- Given information -
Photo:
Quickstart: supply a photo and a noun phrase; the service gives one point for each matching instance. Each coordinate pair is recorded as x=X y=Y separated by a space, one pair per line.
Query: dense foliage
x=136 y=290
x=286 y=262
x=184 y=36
--
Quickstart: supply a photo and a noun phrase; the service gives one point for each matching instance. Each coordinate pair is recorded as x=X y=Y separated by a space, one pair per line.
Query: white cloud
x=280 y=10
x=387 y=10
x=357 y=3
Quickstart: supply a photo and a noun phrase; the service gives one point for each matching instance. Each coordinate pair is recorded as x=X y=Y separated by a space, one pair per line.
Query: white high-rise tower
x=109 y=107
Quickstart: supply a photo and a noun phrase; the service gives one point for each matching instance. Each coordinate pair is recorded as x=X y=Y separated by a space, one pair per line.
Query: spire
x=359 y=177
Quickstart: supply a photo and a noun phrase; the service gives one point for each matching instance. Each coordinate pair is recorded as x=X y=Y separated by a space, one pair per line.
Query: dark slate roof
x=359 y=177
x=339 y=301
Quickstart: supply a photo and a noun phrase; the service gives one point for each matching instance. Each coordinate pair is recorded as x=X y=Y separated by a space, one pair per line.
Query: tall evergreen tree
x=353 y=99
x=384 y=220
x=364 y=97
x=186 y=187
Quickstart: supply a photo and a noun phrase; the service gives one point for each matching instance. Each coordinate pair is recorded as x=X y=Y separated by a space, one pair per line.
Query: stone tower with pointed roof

- Work required -
Locate each line of the listing above that contains the string "white" and copy those lines out. Matching is case-sensitive.

- Solution -
Query: white cloud
Query: white high-rise tower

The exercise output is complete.